§ **Exercise prompt**
Send back the entries below exactly as they appear.

§ **Data under study**
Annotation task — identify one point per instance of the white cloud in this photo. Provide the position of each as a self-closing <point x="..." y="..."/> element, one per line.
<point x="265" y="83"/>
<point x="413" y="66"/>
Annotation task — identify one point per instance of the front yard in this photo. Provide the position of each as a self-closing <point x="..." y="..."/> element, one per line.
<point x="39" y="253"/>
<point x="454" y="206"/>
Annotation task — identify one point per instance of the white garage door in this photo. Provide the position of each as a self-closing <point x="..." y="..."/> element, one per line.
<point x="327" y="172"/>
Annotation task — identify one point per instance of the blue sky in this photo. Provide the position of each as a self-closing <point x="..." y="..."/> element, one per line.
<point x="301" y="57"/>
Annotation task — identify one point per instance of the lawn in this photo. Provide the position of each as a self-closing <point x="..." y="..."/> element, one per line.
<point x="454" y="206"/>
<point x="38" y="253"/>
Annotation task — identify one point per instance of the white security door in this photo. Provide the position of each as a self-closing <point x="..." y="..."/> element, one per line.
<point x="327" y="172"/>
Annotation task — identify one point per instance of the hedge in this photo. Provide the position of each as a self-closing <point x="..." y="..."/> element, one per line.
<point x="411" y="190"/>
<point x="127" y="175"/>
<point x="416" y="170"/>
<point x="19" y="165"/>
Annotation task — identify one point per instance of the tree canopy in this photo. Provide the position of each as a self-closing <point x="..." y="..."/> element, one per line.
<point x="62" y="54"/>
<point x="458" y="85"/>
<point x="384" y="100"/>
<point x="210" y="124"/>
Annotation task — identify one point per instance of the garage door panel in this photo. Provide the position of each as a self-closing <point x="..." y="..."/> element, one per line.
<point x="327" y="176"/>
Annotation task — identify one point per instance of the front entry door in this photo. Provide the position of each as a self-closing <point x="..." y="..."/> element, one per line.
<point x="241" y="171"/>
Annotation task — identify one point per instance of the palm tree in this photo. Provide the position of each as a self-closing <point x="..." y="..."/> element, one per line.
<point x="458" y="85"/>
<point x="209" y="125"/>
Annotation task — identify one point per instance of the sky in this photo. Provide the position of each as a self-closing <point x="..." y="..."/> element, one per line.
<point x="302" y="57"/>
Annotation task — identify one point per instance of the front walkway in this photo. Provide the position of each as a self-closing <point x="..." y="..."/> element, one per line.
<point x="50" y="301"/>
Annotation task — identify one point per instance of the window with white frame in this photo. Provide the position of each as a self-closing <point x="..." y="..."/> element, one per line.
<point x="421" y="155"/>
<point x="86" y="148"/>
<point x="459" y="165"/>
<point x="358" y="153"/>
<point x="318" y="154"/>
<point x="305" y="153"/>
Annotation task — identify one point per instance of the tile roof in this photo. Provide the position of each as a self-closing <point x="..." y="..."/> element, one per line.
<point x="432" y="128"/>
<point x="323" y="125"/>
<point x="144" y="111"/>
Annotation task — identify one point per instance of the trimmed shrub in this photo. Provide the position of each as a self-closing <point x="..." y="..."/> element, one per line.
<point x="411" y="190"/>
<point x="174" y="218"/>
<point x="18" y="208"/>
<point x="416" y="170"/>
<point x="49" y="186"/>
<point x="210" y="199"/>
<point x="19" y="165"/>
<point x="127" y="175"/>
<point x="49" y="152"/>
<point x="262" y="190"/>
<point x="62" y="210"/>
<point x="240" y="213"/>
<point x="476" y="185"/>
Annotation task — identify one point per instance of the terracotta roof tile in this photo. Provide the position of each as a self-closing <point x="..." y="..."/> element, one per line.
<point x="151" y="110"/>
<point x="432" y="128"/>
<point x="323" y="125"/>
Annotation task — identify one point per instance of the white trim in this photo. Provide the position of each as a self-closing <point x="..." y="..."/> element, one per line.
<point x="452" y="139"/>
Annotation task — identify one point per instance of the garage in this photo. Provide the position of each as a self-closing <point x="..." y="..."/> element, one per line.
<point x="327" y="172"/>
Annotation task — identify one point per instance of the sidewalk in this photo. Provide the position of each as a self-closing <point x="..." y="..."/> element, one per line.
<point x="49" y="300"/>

§ **Completed task**
Annotation task — identify one point per instance of the white cloud in this photo. Provide the position of each as a self-closing <point x="..." y="..."/> element, one per line.
<point x="265" y="83"/>
<point x="413" y="66"/>
Annotation task — identify one point per instance of the front yard in this photo. Provide the position of each as a self-closing <point x="..." y="..."/> element, one per line.
<point x="39" y="253"/>
<point x="454" y="206"/>
Annotation task — identify one point per instance of the white garage door in this photo. Provide the position of each as a self-closing <point x="..." y="..."/> element, one per line.
<point x="327" y="172"/>
Annotation task — identify one point per instance of the blue sky in this photo. Provide the position of each as a self-closing <point x="..." y="..."/> element, one per line.
<point x="301" y="57"/>
Annotation task — identify one point per instance of the lawn in this photo. Provide the position of each as a self-closing <point x="..." y="..."/> element, one per line.
<point x="454" y="206"/>
<point x="38" y="253"/>
Annotation task — identify one point per instance of the white security door in this photo. Provide the position of each as a self-closing <point x="..." y="..."/> element, one per line.
<point x="327" y="172"/>
Annotation task — identify one point per instance of the hedge in this photo. Provide the position of each as a self-closing <point x="..." y="..."/> element, one per line.
<point x="411" y="190"/>
<point x="127" y="175"/>
<point x="416" y="170"/>
<point x="19" y="165"/>
Annotation task — identify one point per instance of the tree canopy in this photo. Provide the position of each as a self-closing <point x="..." y="..."/> element, one per line.
<point x="62" y="54"/>
<point x="458" y="85"/>
<point x="384" y="100"/>
<point x="210" y="124"/>
Annotation task — identify one point per instance of the garage door panel in this photo. Provide the position of each as a self-closing <point x="..." y="..."/> element, one per line.
<point x="327" y="176"/>
Annotation task — identify one point per instance of the front entry door in this photo. Provide the position of each as a self-closing <point x="..." y="..."/> element, one per line.
<point x="241" y="171"/>
Annotation task — identify one point per instance of the palm tree in this photo. Provide the position of each as a self-closing <point x="..." y="..."/> element, one per line.
<point x="458" y="85"/>
<point x="209" y="125"/>
Annotation task — identify one point per instance of the sky in this photo. Provide the position of each as a self-closing <point x="..." y="..."/> element, one per line.
<point x="302" y="57"/>
Annotation task — identify one point per instance of the front walkway in this photo. Provide the position of each as a self-closing <point x="..." y="..."/> element, one per line.
<point x="50" y="301"/>
Annotation task — identify one point per instance of the window with white frame in this photo. Provide the position of each as a self-closing <point x="..." y="..."/> element, one per line.
<point x="421" y="155"/>
<point x="86" y="148"/>
<point x="459" y="165"/>
<point x="358" y="153"/>
<point x="318" y="154"/>
<point x="305" y="153"/>
Annotation task — identify one point per instance of the tile roof in this photo. Provide the position of each as a self-closing <point x="..." y="..."/> element, one per line.
<point x="432" y="128"/>
<point x="323" y="125"/>
<point x="144" y="111"/>
Annotation task — identify one point per instance of the trimmed shrub in this photo. Provide the position of each as a self-closing <point x="..." y="..."/> element, one per line.
<point x="411" y="190"/>
<point x="174" y="218"/>
<point x="18" y="208"/>
<point x="416" y="170"/>
<point x="49" y="186"/>
<point x="210" y="199"/>
<point x="19" y="165"/>
<point x="127" y="175"/>
<point x="49" y="152"/>
<point x="262" y="190"/>
<point x="62" y="210"/>
<point x="240" y="213"/>
<point x="476" y="185"/>
Annotation task — identify one point per instance of the terracotta roof tile in this photo. Provide the position of each as a self-closing <point x="..." y="..."/> element, one per line.
<point x="151" y="110"/>
<point x="432" y="128"/>
<point x="323" y="125"/>
Annotation task — identify one point per instance of the white trim in this photo. Provide the position of each as a self-closing <point x="..." y="..."/> element, one per line.
<point x="452" y="139"/>
Annotation task — identify one point per instance of the garage in this photo. Provide the position of each as a self-closing <point x="..." y="..."/> element, one per line.
<point x="327" y="172"/>
Annotation task — identify one point per instance of the sidewalk in this photo. Provide the position of each as a self-closing <point x="..." y="..."/> element, one per line.
<point x="49" y="300"/>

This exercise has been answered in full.